EXERCISE REQUIREMENTS:
1/ According to the passage on blockchain electricity trading, which two existing consensus mechanisms were analyzed?
2/ Extend the passage on blockchain electricity trading, picking up right after its final sentence.

SELECTED EXCERPT:
╔══
The electricity industry is undergoing major evolutions that works far more than the infrastructure upgrade, where people focus more on renewable and sustainable energy. In this paper, we proposed a proof-of-benefit consensus protocol in blockchain system and further presented the P2PEBT system that works with EV in the electricity market to minimize the power fluctuation in a day. By achieving the objective, the stability is enhanced with more flattened power consumption and the operation cost is accordingly reduced corresponding to the emergent situation operation. We analyzed the state-of-art blockchain technology and the consensus mechanisms including proof-of-work and proof-of-stake where the motivation is identified with respect to the disadvantages in these mechanisms. Then, the PoB is proposed along with the P2PEBT system to support EV participating in the electricity trading with local peers. Security analysis has shown that the proposed mechanism is capable of protecting the transaction execution against potential attacks and adapting to the electricity trading scenario. Simulation results present the charging and discharging demand changes using the P2PEBT system and further implies the capability of the proposed system in substantially decreasing the PF value.
╚══
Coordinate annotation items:
╔══
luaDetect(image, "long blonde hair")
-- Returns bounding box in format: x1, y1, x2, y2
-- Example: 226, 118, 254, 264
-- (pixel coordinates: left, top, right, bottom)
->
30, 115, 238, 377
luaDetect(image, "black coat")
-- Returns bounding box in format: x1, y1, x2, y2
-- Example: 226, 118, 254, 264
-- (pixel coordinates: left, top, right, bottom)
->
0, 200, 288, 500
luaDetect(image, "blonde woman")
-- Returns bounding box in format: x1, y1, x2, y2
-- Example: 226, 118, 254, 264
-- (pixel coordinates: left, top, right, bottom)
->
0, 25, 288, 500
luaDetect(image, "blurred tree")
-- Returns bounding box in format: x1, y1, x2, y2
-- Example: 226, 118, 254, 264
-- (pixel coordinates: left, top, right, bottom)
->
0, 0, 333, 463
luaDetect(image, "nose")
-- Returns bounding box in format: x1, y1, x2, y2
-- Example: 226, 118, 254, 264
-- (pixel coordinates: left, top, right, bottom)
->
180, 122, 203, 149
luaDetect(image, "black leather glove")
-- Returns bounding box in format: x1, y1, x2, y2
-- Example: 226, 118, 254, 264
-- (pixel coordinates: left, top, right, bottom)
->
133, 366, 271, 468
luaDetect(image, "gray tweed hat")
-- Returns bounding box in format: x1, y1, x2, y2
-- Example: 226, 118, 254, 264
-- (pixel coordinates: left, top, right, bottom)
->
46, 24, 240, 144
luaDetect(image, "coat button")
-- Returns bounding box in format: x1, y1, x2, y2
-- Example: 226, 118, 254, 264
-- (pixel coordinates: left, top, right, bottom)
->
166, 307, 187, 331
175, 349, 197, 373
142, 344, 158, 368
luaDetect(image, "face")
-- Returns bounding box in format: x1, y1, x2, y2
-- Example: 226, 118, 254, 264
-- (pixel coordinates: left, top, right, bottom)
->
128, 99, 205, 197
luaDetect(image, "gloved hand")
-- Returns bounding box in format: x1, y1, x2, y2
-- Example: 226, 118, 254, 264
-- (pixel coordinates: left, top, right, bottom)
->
╚══
THE RESULTS:
1/ Proof-of-work and proof-of-stake.

2/
We use the real dataset from Austrian households to analyze the customer electricity consumption behavior and currently available charging speed types are adapted to simulate the proposed system. The P2PEBT system provides a brand new way to practice the transactional energy market, and the blockchain technology not only decentralizes the hierarchical power grid system but also increases the system security. In the future, it is necessary to implement the system in the blockchain platform to feed with real-time data in order to test its scalability and performance.